### STORED DATA

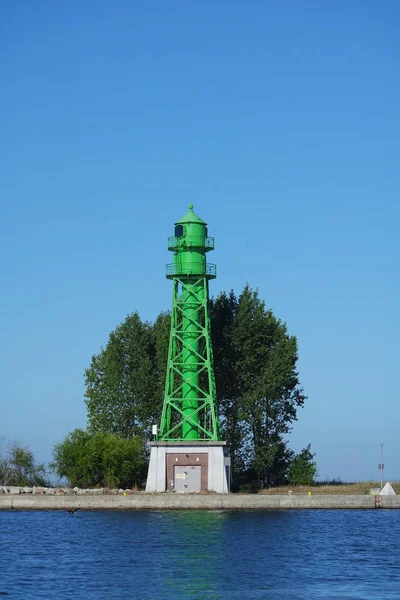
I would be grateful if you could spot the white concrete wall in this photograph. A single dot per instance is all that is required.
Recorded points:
(217, 473)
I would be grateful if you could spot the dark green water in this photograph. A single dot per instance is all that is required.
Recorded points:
(195, 555)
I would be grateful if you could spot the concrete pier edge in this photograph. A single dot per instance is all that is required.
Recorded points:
(162, 501)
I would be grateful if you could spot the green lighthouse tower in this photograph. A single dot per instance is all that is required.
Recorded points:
(187, 454)
(189, 411)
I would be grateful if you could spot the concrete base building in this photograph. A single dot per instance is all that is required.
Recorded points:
(195, 466)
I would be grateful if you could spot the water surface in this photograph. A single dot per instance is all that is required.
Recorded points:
(211, 555)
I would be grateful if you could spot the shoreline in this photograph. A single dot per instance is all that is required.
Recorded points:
(165, 501)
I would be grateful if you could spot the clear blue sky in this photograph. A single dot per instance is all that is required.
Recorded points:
(278, 120)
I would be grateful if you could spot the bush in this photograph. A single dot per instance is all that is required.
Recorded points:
(18, 467)
(303, 469)
(100, 459)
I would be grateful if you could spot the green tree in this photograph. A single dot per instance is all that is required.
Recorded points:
(19, 468)
(125, 381)
(109, 460)
(258, 389)
(303, 469)
(257, 385)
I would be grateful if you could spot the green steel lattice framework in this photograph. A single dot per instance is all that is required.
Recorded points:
(189, 409)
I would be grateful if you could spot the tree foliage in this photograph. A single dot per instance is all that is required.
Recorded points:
(109, 460)
(19, 468)
(125, 381)
(257, 385)
(258, 389)
(303, 469)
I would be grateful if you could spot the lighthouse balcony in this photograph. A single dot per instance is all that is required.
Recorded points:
(206, 243)
(194, 269)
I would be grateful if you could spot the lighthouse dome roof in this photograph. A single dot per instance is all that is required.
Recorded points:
(191, 217)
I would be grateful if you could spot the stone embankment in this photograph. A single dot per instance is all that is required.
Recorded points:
(75, 499)
(61, 491)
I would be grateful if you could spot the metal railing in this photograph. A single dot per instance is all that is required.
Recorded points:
(209, 270)
(191, 242)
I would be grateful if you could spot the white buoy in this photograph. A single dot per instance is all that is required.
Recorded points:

######

** TASK BRIEF **
Rewrite the lines above as a numbered list, omitting any blank lines and leaving out the picture.

** SOLUTION FOR THIS TASK **
1. I would be grateful if you could spot the white concrete wall in this photograph. A single dot per instance is all that is required.
2. Recorded points:
3. (217, 473)
4. I would be grateful if you could spot the dark green water in this photograph. A single dot per instance is all that is required.
5. Recorded points:
6. (195, 555)
7. I would be grateful if you could spot the concrete pier edge in this photograph. A single dot per instance is all that is required.
8. Recorded points:
9. (162, 501)
10. I would be grateful if you could spot the green lighthouse tower in this photograph. A single dot per instance is all that is required.
11. Recorded points:
12. (187, 454)
13. (189, 411)
14. I would be grateful if you could spot the concrete base building in this photograph. A single dot per instance is all that is required.
15. Recorded points:
16. (195, 466)
17. I would be grateful if you could spot the water surface in this photograph. A single dot per instance is all that is required.
18. Recorded points:
19. (211, 555)
20. I would be grateful if you could spot the shoreline in this photograph. A single dot per instance is all that is required.
21. Recorded points:
22. (165, 501)
23. I would be grateful if you could spot the clear blue sky in this photograph. A single dot per instance is all that is required.
24. Recorded points:
25. (278, 120)
26. I would be grateful if you could spot the bush in this photograph. A single dot per instance is all that is required.
27. Recorded points:
28. (18, 467)
29. (303, 469)
30. (100, 459)
31. I would be grateful if you could spot the green tree in this photograph. A single dot per instance is all that is required.
32. Recorded points:
33. (19, 468)
34. (125, 381)
35. (109, 460)
36. (258, 389)
37. (303, 469)
38. (257, 385)
39. I would be grateful if you could spot the green steel lattice framework in this photograph. A single dot per instance is all that is required.
40. Recorded points:
41. (189, 409)
42. I would be grateful if you could spot the tree foliage in this photograph. A single dot per instance is all that is required.
43. Recorded points:
44. (109, 460)
45. (19, 468)
46. (125, 381)
47. (257, 385)
48. (258, 389)
49. (303, 469)
50. I would be grateful if you could spot the lighthouse balcony in this photograph. A single dot per instance is all that is required.
51. Recorded points:
52. (206, 243)
53. (194, 269)
54. I would be grateful if you could spot the lighthouse dome roof in this photograph. A single dot per instance is all that is required.
55. Recorded points:
56. (191, 217)
57. I would be grateful if you could spot the stone embankment in this photograph. A single dot per instance is all that is required.
58. Recorded points:
59. (75, 499)
60. (61, 491)
61. I would be grateful if you could spot the metal railing in this photograph. A single dot per instance is all that is required.
62. Recorded points:
63. (209, 270)
64. (191, 242)
65. I would be grateful if you could spot the white buoy in this photograph. A single dot per instance is all that is required.
66. Recorded points:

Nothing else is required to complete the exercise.